* PROBLEM
Reproduce the data below word for word, keeping every line unchanged.

* MATERIAL
# # # # # # #

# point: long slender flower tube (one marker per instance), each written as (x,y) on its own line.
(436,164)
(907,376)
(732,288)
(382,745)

# # # # # # #

* ANSWER TO THE EXERCISE
# point: long slender flower tube (one marker per instance), each written as (x,y) on its own line.
(436,164)
(907,376)
(732,288)
(382,745)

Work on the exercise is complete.